Required work
Copy out, word for word, the part of the rows that opens with the line containing "Reviewer note: confirm each instance of the curly" and closes with the line containing "pixel 134 129", including both of those lines and nothing else.

'''

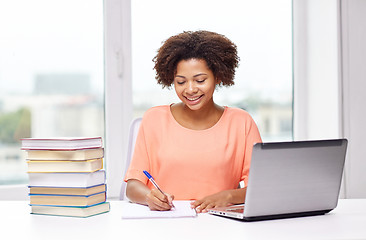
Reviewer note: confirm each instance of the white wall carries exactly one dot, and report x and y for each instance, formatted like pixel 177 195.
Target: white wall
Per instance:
pixel 316 64
pixel 353 22
pixel 330 80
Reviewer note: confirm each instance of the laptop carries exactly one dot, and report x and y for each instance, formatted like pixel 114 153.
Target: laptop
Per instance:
pixel 291 179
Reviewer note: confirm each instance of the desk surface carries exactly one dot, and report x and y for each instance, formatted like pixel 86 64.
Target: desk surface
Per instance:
pixel 347 221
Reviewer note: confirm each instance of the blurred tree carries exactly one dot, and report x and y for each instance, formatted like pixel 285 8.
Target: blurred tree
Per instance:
pixel 14 126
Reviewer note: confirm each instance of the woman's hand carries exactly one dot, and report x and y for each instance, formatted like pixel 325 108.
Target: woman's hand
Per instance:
pixel 157 201
pixel 220 199
pixel 138 192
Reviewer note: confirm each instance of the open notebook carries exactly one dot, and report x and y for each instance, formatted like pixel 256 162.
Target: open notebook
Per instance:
pixel 134 211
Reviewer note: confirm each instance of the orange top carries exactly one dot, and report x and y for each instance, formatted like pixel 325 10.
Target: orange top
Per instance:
pixel 192 164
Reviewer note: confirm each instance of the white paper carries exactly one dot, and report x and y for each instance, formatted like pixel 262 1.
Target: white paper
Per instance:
pixel 133 210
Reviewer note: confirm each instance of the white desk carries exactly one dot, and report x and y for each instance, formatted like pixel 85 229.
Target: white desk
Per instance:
pixel 347 221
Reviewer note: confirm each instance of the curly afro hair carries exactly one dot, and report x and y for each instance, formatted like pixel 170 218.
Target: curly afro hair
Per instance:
pixel 218 51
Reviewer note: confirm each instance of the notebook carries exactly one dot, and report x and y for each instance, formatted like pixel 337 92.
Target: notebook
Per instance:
pixel 291 179
pixel 134 211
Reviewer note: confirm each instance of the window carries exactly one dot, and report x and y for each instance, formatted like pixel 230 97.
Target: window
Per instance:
pixel 51 75
pixel 261 29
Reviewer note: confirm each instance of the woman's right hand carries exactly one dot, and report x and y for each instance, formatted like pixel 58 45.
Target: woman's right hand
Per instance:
pixel 158 201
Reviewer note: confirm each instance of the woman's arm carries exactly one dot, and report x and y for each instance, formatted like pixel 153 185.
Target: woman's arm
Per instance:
pixel 220 199
pixel 138 192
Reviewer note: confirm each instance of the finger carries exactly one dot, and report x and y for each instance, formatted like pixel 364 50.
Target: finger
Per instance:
pixel 155 203
pixel 158 205
pixel 196 203
pixel 162 197
pixel 211 205
pixel 170 200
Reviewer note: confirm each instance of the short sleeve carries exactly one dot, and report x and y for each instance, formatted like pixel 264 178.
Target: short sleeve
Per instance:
pixel 140 158
pixel 252 137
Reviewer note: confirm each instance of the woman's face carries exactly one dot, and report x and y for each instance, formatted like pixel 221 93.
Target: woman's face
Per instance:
pixel 194 83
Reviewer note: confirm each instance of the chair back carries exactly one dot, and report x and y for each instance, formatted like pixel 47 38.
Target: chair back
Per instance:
pixel 134 129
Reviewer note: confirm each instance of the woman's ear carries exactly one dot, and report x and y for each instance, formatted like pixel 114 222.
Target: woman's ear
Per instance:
pixel 218 82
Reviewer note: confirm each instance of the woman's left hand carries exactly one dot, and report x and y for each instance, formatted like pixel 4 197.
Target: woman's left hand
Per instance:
pixel 220 199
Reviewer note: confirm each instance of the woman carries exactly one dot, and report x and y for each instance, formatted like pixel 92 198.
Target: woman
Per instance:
pixel 196 150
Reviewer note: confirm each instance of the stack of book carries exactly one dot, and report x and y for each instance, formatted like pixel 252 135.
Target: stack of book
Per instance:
pixel 66 176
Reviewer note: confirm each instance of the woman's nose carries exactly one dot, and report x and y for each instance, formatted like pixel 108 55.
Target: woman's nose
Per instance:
pixel 192 88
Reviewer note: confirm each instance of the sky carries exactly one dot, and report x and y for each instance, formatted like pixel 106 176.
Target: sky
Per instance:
pixel 41 36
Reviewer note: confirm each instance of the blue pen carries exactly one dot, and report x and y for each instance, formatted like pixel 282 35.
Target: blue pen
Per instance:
pixel 151 179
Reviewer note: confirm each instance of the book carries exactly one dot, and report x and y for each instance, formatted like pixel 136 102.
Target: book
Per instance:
pixel 67 200
pixel 78 180
pixel 52 155
pixel 68 191
pixel 60 143
pixel 65 166
pixel 134 210
pixel 71 211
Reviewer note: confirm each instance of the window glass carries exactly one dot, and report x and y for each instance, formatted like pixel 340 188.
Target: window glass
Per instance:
pixel 262 31
pixel 51 75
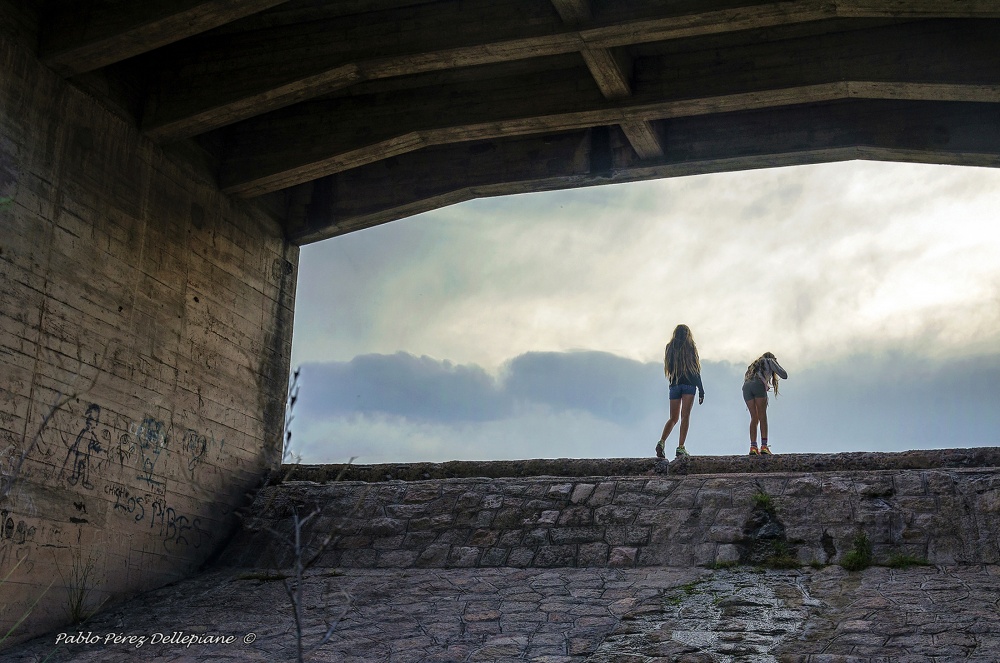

'''

Response
Reviewer note: confirm each instance of the curly afro hair carries exactly one dot, and report x and y for each instance, formatted like pixel 170 218.
Target: curly afro hair
Per instance:
pixel 218 51
Reviewer note: confirm each instance of the notebook carries exactly one dot, and report x and y for each instance, formatted like pixel 337 92.
Target: notebook
Per instance:
pixel 291 179
pixel 134 211
Reviewer note: confirm each instance of the window carries exactly one dot, and report x and y for each instance, formatted like pixel 230 97.
Target: window
Per instance:
pixel 51 75
pixel 261 29
Reviewer note: confirm each instance of the woman's right hand carries exactly one dot, and report x and y for each instance, formatted like pixel 58 45.
Target: woman's right hand
Per instance:
pixel 158 201
Reviewer note: confirm each instance of the woman's arm carries exactly one dot, and report x and y for each instance, formatted like pixel 153 185.
Target: woman's arm
Per instance:
pixel 220 199
pixel 138 192
Reviewer note: confirm each instance of the finger carries exactly one dot, and report x and y for each instance, formatted like pixel 364 50.
Target: finger
Per instance:
pixel 155 203
pixel 158 205
pixel 196 203
pixel 162 197
pixel 211 205
pixel 170 200
Reviewer note: confirm each instance of the short sleeve carries exactly one dot, and report x and y for each instance, formatted like pixel 264 178.
Target: short sleeve
Per instance:
pixel 140 158
pixel 252 137
Reviewer note: confirm each instance of the woman's face carries exactly one dot, and report x and y for each instance, formatted like pixel 221 93.
Target: woman's face
Per instance:
pixel 194 83
Reviewer note: confirm each instance of the chair back carries exactly one dot, and report x and y for each instance, formatted like pixel 47 38.
Target: chair back
Per instance:
pixel 134 129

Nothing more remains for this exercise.